■ TEXTO EM ESTUDO ■
^^^^
Políticos de oposição, cientistas e militares preparam um ataque contra o acordo em que o Brasil aluga parte da base espacial de Alcântara (MA) para os Estados Unidos. Afirmam que o contrato fere a soberania nacional e que favorece apenas os EUA.
O acordo permite que os EUA lancem os seus satélites do Brasil. Foi assinado em abril, mas precisa da aprovação dos Congressos dos dois países para entrar em vigor.
Pelo uso da base, os EUA pagarão US$ 5 milhões a cada operação de lançamento. Estão previstos seis lançamentos anuais.
O contrato proíbe que o dinheiro seja investido no desenvolvimento tecnológico do programa espacial brasileiro. "Essa imposição é uma excrescência. O acordo é um atestado final de submissão aos EUA", atacou o coronel da reserva Geraldo Cavagnari, pesquisador do Núcleo de Estudos Estratégicos da Unicamp (Universidade Estadual de Campinas).
"Nunca li um contrato tão benéfico a um país quanto este. O Brasil não tem nada a ganhar tecnologicamente", disse o físico Rogério Cerqueira Cezar Leite, professor emérito da Unicamp. O governo afirma que o contrato é vantajoso para o país e que está negociando acordos em bases semelhantes com a Ucrânia e a Itália.
"Esse é um acordo comercial, não de cooperação científica. Por isso, cria barreiras para impedir a transferência de tecnologia. É assim em qualquer país do mundo", declarou o presidente da Agência Espacial Brasileira, Luiz Gylvan Meira Filho.
"Eu não assinaria isso", afirmou o major-brigadeiro da reserva Hugo de Oliveira Piva, que trabalhou por 18 anos no programa espacial brasileiro e foi um dos idealizadores da base de Alcântara.
Há setores militares, no entanto, a favor do entendimento Brasil-EUA. O ex-ministro da Aeronáutica Sócrates Monteiro disse que o país não tem dinheiro para investir na base de Alcântara.
"Não foram os vendilhões da pátria que assinaram o acordo. Ele é duro como qualquer acordo americano. Estamos alugando uma área porque precisamos de recursos e é natural que eles queiram proteger a sua tecnologia de ponta."
Quando o acordo entrar em prática, os EUA terão direito ainda a uma área exclusiva na base de Alcântara, na qual apenas poderão entrar brasileiros com crachá entregue pelos EUA. O Brasil também não terá direito a abrir os contêineres com os satélites estrangeiros. "Quando lançamos um satélite brasileiro da Flórida, também não deixamos que eles inspecionem nossos contêineres. É uma prática comum", disse Meira Filho.
Há resistências ao projeto também no Congresso. O deputado federal José Genoino (PT-SP) pretende convocar em agosto os ministros da Defesa, Geraldo Quintão, da Ciência e Tecnologia, Ronaldo Sardenberg, e o comandante da Aeronáutica, tenente-brigadeiro Carlos Baptista, para explicar os termos do acordo.
^^^^
[Entradas de dados]
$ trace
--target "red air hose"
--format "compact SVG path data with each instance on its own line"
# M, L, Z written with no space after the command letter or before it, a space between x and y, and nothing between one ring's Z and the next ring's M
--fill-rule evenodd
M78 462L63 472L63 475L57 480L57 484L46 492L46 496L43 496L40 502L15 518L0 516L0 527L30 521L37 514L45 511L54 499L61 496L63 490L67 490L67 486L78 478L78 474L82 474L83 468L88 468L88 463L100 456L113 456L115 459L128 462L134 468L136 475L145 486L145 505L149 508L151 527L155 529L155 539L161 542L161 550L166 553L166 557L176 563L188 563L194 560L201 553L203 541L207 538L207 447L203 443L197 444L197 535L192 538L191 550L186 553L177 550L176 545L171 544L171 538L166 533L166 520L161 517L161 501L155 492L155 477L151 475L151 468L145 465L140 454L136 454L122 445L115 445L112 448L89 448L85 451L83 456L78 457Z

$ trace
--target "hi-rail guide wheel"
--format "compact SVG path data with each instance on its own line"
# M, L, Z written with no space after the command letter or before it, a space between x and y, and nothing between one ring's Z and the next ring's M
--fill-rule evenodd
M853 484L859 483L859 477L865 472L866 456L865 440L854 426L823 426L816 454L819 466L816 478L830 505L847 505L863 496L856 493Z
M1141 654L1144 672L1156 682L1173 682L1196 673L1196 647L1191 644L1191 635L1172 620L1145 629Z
^^^^
■ TAREFAS PROPOSTAS ■
• a. Segundo o texto sobre a base de Alcântara, quanto os EUA pagarão por cada operação de lançamento?
• b. Cite do texto sobre a base de Alcântara o trecho que vai de "Quando o acordo" a "termos do acordo.".
Os registros são material à parte, independente do texto.

■ RESPOSTAS EM ORDEM ■
• a. US$ 5 milhões por operação de lançamento.

• b.
Quando o acordo entrar em prática, os EUA terão direito ainda a uma área exclusiva na base de Alcântara, na qual apenas poderão entrar brasileiros com crachá entregue pelos EUA. O Brasil também não terá direito a abrir os contêineres com os satélites estrangeiros. "Quando lançamos um satélite brasileiro da Flórida, também não deixamos que eles inspecionem nossos contêineres. É uma prática comum", disse Meira Filho.
Há resistências ao projeto também no Congresso. O deputado federal José Genoino (PT-SP) pretende convocar em agosto os ministros da Defesa, Geraldo Quintão, da Ciência e Tecnologia, Ronaldo Sardenberg, e o comandante da Aeronáutica, tenente-brigadeiro Carlos Baptista, para explicar os termos do acordo.